■ Instructions ■
A) In the article on the Alzheimer's drug finding, rewrite the passage that begins with "Posted: Mar 12, 2025" and ends after "drug even better.", replacing "Chicago area scientists" with "researchers in the Chicago area".
B) Answer these questions about the Alzheimer's drug article:
(i) Which country did Lynn van Olst leave to study Alzheimer's in Chicago?
(ii) What is the name of the new drug designed to clear amyloid beta plaques?
(iii) What stroke treatment did doctors give the patient after her last infusion?
C) Continue the article on the Alzheimer's drug finding from its last sentence.

■ Passage shown ■
=-=-=

Chicago scientists make key finding that may improve Alzheimer’s drugs

by: Dina BairKatharin Czink

Posted: Mar 12, 2025 / 04:33 PM CDT

There has been progress. The latest Alzheimer’s drug appears to tackle the characteristic features of the disease in the brain. Now Chicago area scientists say they have identified the genes that drive the process and now want to make the drug even better.  

Lynn van Olst left the Netherlands and brought her expertise to Chicago to study Alzheimer’s, particularly the role our own immune cells play in the mind-robbing disease.

“I’m a neuro-immunologist so my passion is looking at immune cells,” she said.

In her latest study, she looked at multiple brain samples from a failed clinical trial and one from a more recent patient.

“Then we also had one brain treated with one of the newer drugs that is on the market right now,” she said.

That new drug is called Lecanemab. It’s designed to clear away the amyloid beta plaques known to play a role in Alzheimer’s disease.

“We don’t want to advocate pro or con these treatments,” van Olst said. “What we want to do is understand how they work in the brain, which genes are involved, so we can improve them.”

There’s room for improvement.

With the help of a new tool that serves as a sort of GPS of the brain, the research team tracked where the plaques were removed and identified which genes were activated to clear the toxic substances.

The team studied one of the first brains available from a deceased subject who received the new anti-amyloid drug. Days after her last Lecanemab infusion, the patient appeared to be having a stroke, and doctors administered a common stroke treatment known as TPA.

“She came in with these stroke-like symptoms and they treated her for that,” van Olst said. “And the treatment that they give for her at that moment, we know right now doesn’t go well with the drug, but at that moment that information was not available.”

=-=-=

■ Records provided ■
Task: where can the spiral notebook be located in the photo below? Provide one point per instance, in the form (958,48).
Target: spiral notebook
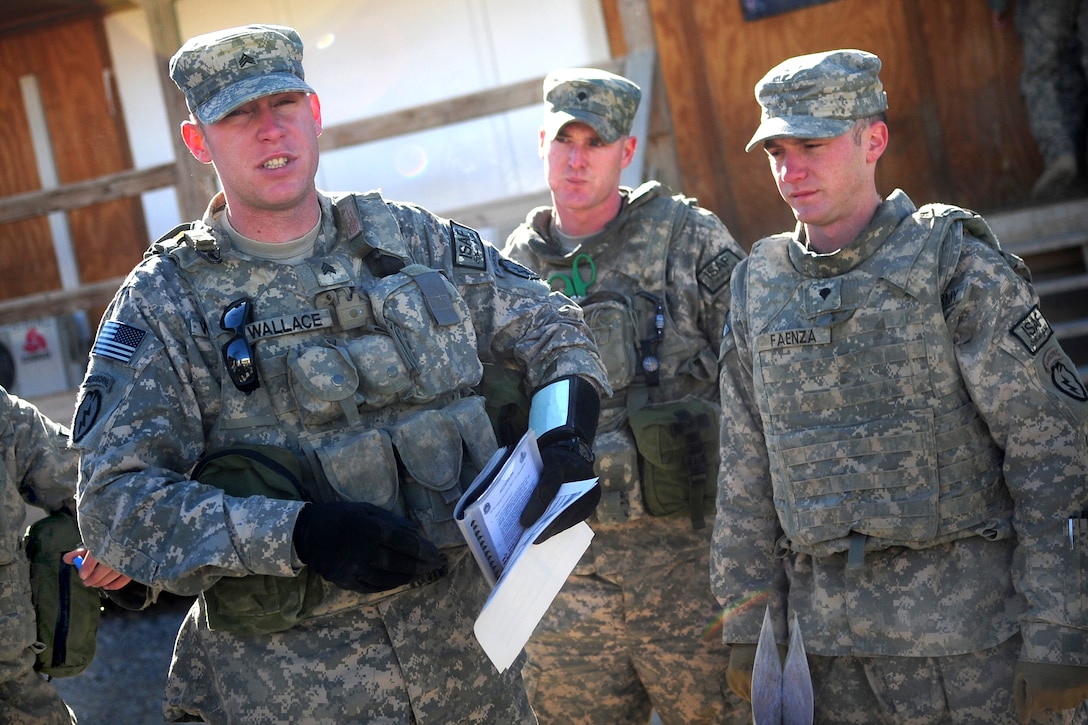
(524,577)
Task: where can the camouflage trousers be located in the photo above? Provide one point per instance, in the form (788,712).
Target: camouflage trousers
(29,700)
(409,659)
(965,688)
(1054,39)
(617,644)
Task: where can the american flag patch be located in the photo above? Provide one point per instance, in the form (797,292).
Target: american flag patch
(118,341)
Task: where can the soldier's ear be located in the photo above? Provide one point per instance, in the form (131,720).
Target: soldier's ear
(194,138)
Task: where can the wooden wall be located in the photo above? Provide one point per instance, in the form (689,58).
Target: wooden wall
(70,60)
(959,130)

=-=-=

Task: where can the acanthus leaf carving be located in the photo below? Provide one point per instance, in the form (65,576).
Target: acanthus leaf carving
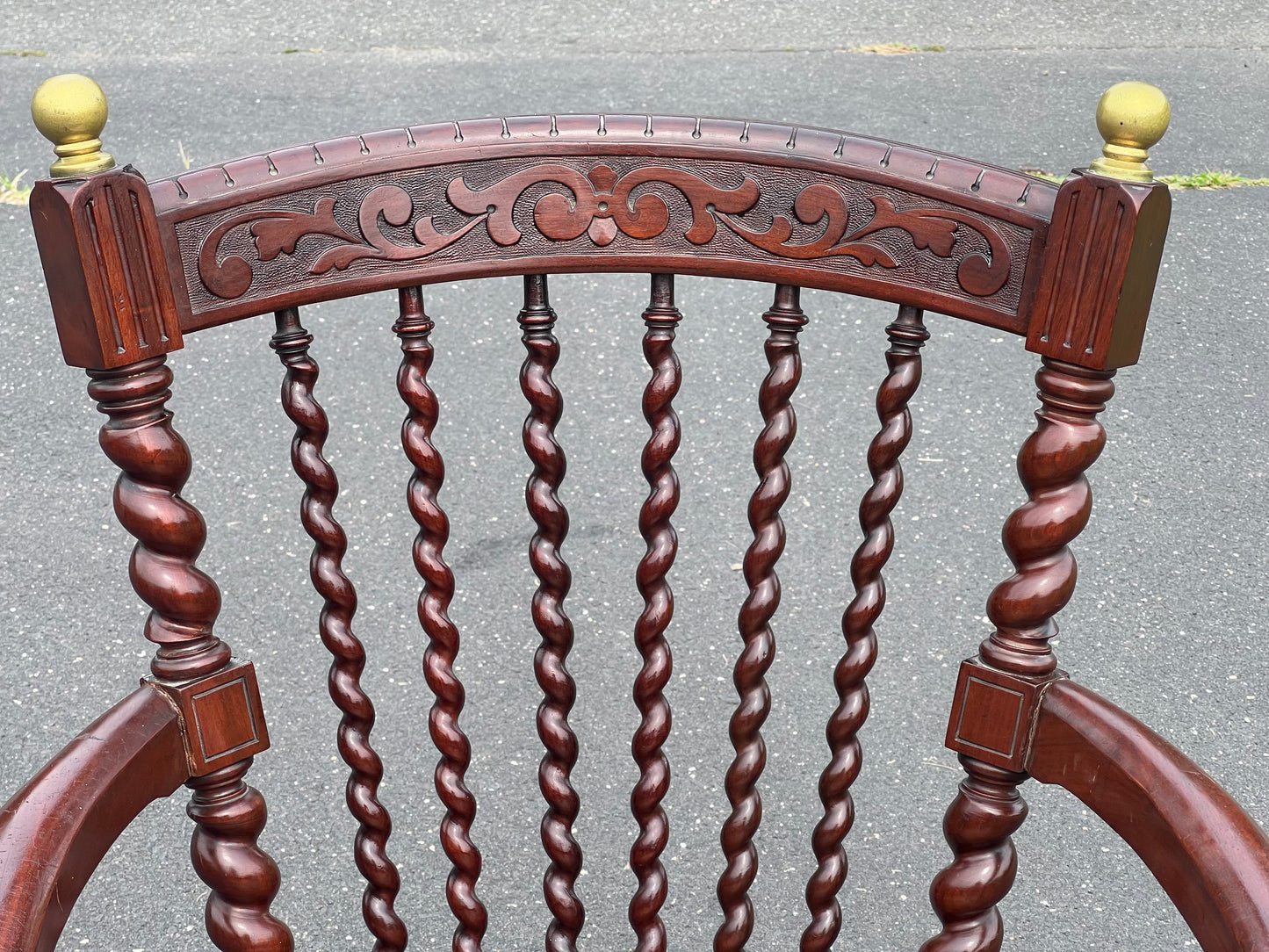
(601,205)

=-=-=

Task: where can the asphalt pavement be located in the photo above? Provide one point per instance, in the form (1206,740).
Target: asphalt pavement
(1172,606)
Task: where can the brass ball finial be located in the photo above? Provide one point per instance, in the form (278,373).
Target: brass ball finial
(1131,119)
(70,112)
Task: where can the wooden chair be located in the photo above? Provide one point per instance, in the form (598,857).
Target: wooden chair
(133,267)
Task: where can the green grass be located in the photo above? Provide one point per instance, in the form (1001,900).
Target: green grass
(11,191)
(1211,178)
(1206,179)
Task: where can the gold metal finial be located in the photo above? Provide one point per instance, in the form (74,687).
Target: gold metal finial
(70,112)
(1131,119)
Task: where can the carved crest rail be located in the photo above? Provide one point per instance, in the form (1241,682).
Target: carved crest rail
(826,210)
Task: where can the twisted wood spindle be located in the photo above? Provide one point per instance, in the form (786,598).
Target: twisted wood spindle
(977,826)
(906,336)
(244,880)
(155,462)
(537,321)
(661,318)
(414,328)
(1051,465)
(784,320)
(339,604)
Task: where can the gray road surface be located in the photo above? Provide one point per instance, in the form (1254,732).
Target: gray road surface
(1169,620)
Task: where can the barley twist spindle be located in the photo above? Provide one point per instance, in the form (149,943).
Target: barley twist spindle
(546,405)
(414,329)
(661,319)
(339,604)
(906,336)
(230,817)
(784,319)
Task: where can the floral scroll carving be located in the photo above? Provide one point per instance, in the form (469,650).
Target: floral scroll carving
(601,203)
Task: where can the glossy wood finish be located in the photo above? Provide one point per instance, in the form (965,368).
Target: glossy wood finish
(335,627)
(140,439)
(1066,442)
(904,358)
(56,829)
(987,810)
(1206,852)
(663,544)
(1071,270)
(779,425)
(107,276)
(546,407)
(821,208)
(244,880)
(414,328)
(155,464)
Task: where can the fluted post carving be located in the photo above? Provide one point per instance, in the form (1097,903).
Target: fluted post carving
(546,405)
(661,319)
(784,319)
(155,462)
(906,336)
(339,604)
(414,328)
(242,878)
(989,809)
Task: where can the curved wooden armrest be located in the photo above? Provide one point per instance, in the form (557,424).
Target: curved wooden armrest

=-=-=

■ Answers ■
A)
Posted: Mar 12, 2025 / 04:33 PM CDT

There has been progress. The latest Alzheimer’s drug appears to tackle the characteristic features of the disease in the brain. Now researchers in the Chicago area say they have identified the genes that drive the process and now want to make the drug even better.

B)
(i) The Netherlands
(ii) Lecanemab
(iii) TPA

C)
Lecanemab did in fact activate immune cells that then cleared the amyloid plaque from the patient’s brain.

“We believe that these immune cells at the blood vessels might have a key role in the side effects to these drugs,” Van Olst said. “And we are going to try to understand that better by looking into brains that experience these side effects.”

Genetic factors also play a role, specifically a variant known as APOE4. Another nuance is while the treatment did work to remove amyloid plaque from the brain, it did not appear to stop the spread of what’s called tau pathology – tau is a toxic substance that is closely linked to cognitive decline in Alzheimer’s disease.

“So we think that either this treatment is not specific enough or not early enough we don’t know which of the two it is,” she said. “We know what kind of genes are active right here. Our second question is what kind of genes are active right here and if we know that can we then make these drugs a little bit better and a little bit more specific.”

The team is not working with the drug’s maker – this is independent research using donated brain tissue. In their next study, the researchers plan to take a closer look at the cells and genes involved in attacking the blood vessels in people who have side effects following treatment.